* [TEXTO DADO]:
•••••
Pero ahora me pregunto: ¿por qué separaron a los hombres y a las mujeres para hablar de sexualidad y del cuerpo? ¿Acaso no es importante que ellos aprendan de ciclos menstruales y de las preocupaciones que teníamos nosotras? ¿Acaso no es importante que nosotras viéramos que ellos también tenían inseguridades, que la masturbación —tanto masculina como femenina— es algo normal y que el porno no es el mejor lugar para aprender de sexualidad? Y, sobre todo, ¿por qué creían que solo una clase sería suficiente?

Nunca nos hablaron de consentimiento, del abuso, de la violación ni de los sentimientos involucrados en el sexo. ¡Para qué hablar del placer! Nos dijeron: espermio + óvulo = guaguas. Creo que mencionaron el condón un par de veces, pero no enseñaron a ponerlo, acto que también deberíamos aprender para asegurarnos de que su uso sea correcto y que no solo dependa del hombre. Para el colegio católico al que asistía solo existía el siguiente esquema:

Sexo = guaguas.

Sexo = sida.

«Sexo seguro» = después del matrimonio.

FIN.

Volviendo a mi relación con el grupo de las populares, tuve que seguir dejando cosas de lado para encajar. A mí me gustaba el básquetbol, por ejemplo, pero ellas decían que era un deporte de hombres. Solo tres mujeres quisimos jugarlo en las clases de Educación Física de aquel año, las otras chicas elegían gimnasia artística o vóleibol. Para agradarles e integrarme me cambié a este último, deporte en el que era pésima.

Por otro lado, para parecer más interesante y que me aceptaran rápido les dije que había salido con un chico hermoso en el verano, incluso les mostré pruebas cuando me lo pidieron. El problema es que el de las fotos era Jesse McCartney, ese cantante gringo adolescente que era medio famosillo a inicios de los dos mil. Ellas se impresionaron mucho y me pedían que les contara todo pero, obviamente, con el tiempo empezaron a dudar de mis historias.

A pesar de esto, mis esfuerzos dieron resultados: ¡por fin me incluyeron en su grupo! Pero la decepción fue grande cuando me di cuenta de que estar con ellas no me hacía ni un poquito feliz. Tenía que estar muy pendiente de la ropa y el pelo. No podía hablar de la música que me gustaba, ni de libros, ni del maravilloso internet que empezaba a conocer, porque a ellas eso no les interesaba. Me sentía incómoda, fuera de lugar. Decidí distanciarme y volver a mis fieles amigas de siempre, las que me querían tal como era y que me recibieron sin pedir nada a cambio.
•••••
Ítems guardados de una colección

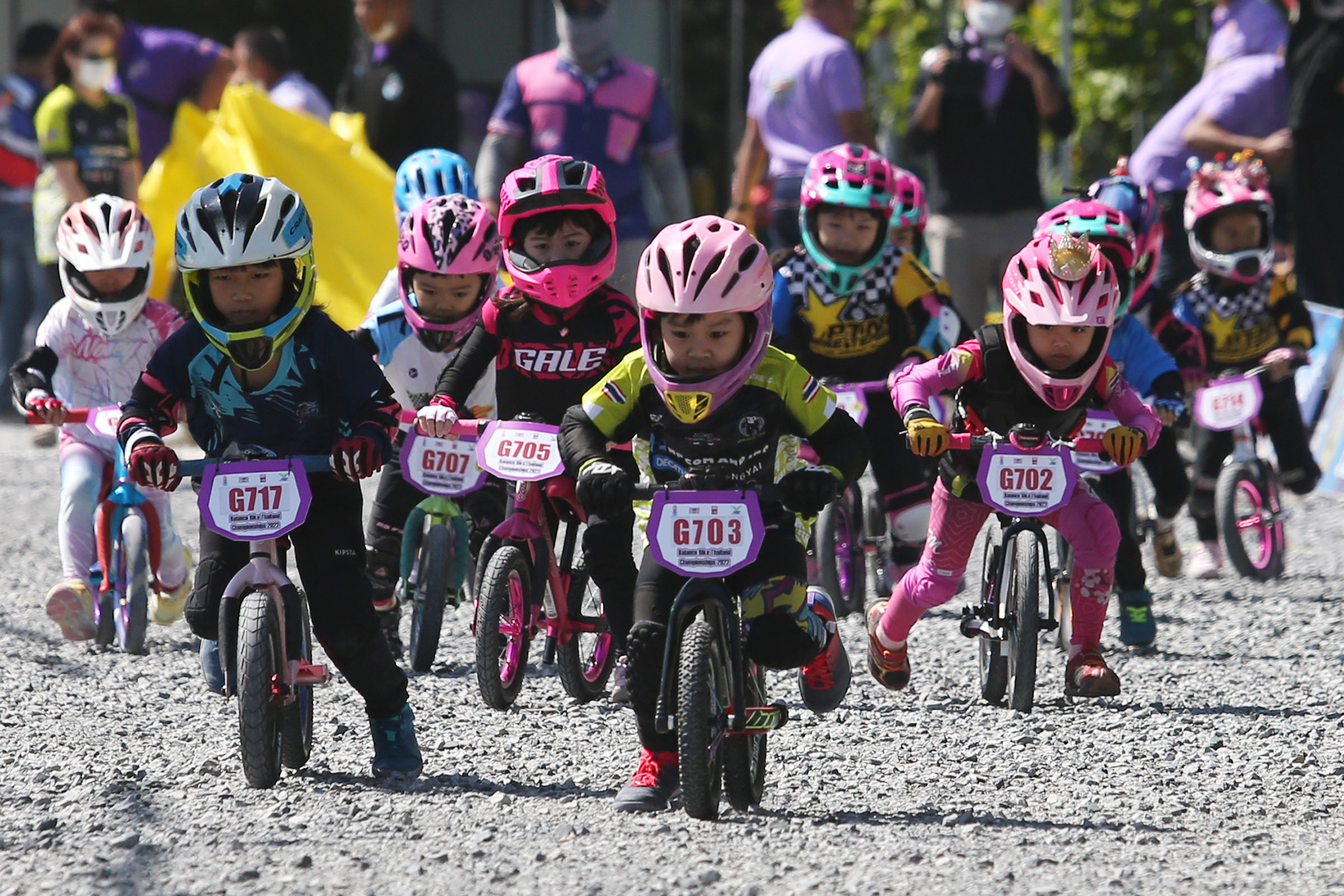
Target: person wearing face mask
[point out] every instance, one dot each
(401, 82)
(582, 100)
(979, 105)
(87, 134)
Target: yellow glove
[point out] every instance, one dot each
(927, 437)
(1124, 444)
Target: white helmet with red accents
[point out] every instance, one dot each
(1060, 280)
(1216, 187)
(105, 233)
(703, 267)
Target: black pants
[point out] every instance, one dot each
(329, 555)
(1283, 420)
(656, 588)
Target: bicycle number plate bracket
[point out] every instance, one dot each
(1026, 482)
(520, 452)
(441, 467)
(255, 500)
(1095, 428)
(1225, 405)
(705, 534)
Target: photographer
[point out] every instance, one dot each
(979, 105)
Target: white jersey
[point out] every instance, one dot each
(94, 370)
(413, 370)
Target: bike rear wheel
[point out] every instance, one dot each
(134, 610)
(429, 595)
(585, 662)
(503, 628)
(702, 719)
(260, 655)
(1021, 612)
(1248, 511)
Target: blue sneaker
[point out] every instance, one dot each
(1137, 626)
(211, 667)
(396, 750)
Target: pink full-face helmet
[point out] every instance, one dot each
(1060, 280)
(1216, 187)
(703, 267)
(447, 235)
(558, 183)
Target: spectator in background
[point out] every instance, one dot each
(806, 94)
(401, 82)
(25, 293)
(979, 104)
(582, 100)
(1243, 105)
(262, 58)
(158, 69)
(1243, 28)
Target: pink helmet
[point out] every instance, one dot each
(558, 183)
(703, 267)
(910, 207)
(447, 235)
(1060, 280)
(1214, 188)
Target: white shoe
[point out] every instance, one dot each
(1206, 561)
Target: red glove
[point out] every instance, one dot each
(355, 458)
(154, 467)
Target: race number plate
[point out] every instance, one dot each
(705, 534)
(520, 452)
(441, 467)
(255, 500)
(102, 421)
(1026, 482)
(1225, 405)
(1095, 428)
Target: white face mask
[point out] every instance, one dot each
(991, 18)
(94, 74)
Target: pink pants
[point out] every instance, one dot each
(1086, 523)
(81, 481)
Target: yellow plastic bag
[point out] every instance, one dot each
(347, 188)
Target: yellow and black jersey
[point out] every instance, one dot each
(1241, 327)
(898, 309)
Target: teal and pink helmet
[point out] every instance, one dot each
(846, 176)
(1105, 227)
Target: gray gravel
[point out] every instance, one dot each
(1219, 768)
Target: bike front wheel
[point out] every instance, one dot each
(702, 719)
(260, 656)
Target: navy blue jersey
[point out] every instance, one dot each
(326, 388)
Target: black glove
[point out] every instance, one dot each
(605, 491)
(808, 491)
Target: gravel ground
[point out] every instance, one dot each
(1219, 768)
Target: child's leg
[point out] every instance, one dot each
(81, 482)
(1090, 528)
(953, 526)
(329, 555)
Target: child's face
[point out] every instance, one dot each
(847, 234)
(1060, 347)
(111, 282)
(566, 243)
(705, 347)
(445, 299)
(1236, 230)
(249, 294)
(903, 237)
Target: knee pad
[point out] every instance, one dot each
(644, 649)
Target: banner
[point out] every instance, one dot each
(346, 186)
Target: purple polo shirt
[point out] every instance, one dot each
(1245, 28)
(158, 69)
(1246, 96)
(800, 82)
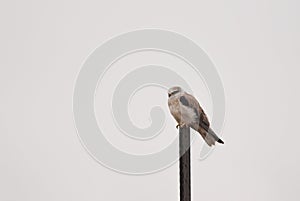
•••••
* [APLICA LO LEÍDO]:
A) Transcribe del texto sobre el colegio el fragmento que empieza con «Sexo = sida.» y sigue hasta «que era pésima.».
B) Sigue escribiendo el texto sobre los años de colegio a partir de donde termina.

* [RESPUESTAS]:
A)
Sexo = sida.

«Sexo seguro» = después del matrimonio.

FIN.

Volviendo a mi relación con el grupo de las populares, tuve que seguir dejando cosas de lado para encajar. A mí me gustaba el básquetbol, por ejemplo, pero ellas decían que era un deporte de hombres. Solo tres mujeres quisimos jugarlo en las clases de Educación Física de aquel año, las otras chicas elegían gimnasia artística o vóleibol. Para agradarles e integrarme me cambié a este último, deporte en el que era pésima.

B)
Mis amigas, ¡no he hablado de mis amigas! Éramos fanáticas de Harry Potter y estábamos convencidas de que cuando cumpliéramos once años nos llegaría una lechuza con una carta invitándonos a matricularnos en el Colegio Hogwarts de Magia y Hechicería, y podríamos escaparnos de la monotonía del colegio muggle, rural y sin magia al que asistíamos. Con amigas así, nada era tan malo.

Nos portábamos pésimo, pero lo pasábamos mejor que todos mis compañeros. Éramos desordenadas, corríamos por los jardines del colegio, hacíamos guerra de hojas secas en otoño, nos escondíamos en la capilla para que la inspectora no nos encontrara, bajábamos a investigar la caldera de agua caliente que estaba en las bodegas, trepábamos árboles para sacar nísperos y un largo etcétera. Juntas ideábamos planes para mandarle cartas a José Domingo, un niño de un curso mayor que nos gustaba a todas las de mi clase, pero solo nosotras nos atrevimos a entregarle una misiva, a nombre de todas y acompañada de un chocolate Nikolo. Incluso le pedimos una foto que sacamos con mi primera cámara desechable a rollo.

Cuando entras en esa etapa donde te empieza a gustar alguien de verdad, tu máximo objetivo es lograr que sea recíproco. Como no tenía hermanas ni primas grandes a las que pudiera recurrir para pedirles consejos —no iba a preguntarle a mis papás, obvio— acudí a la única fuente a mi alcance: las canciones de amor, los primeros videoclips, una que otra serie de monitos animados y las revistas para adolescentes que alguna compañera podía conseguir.

Gran parte de lo que aprendimos, supongo, fue a través de las revistas. Siempre había alguna que, con suerte, lograba convencer a sus papás de que le compraran la Seventeen, la Miss 17 o Tú. Incluso, más de alguna logró colarles una Cosmopolitan en el carro del supermercado. Esas, en especial, eran de alto calibre, pues contenían test del tipo «cómo eres en la cama», «cómo tener éxito en el 69», y categorías con consejos para «el sexo más sexi y caliente». La tesis de todos estos artículos consistía en que las mujeres teníamos que enamorar, conquistar y satisfacer a los chicos.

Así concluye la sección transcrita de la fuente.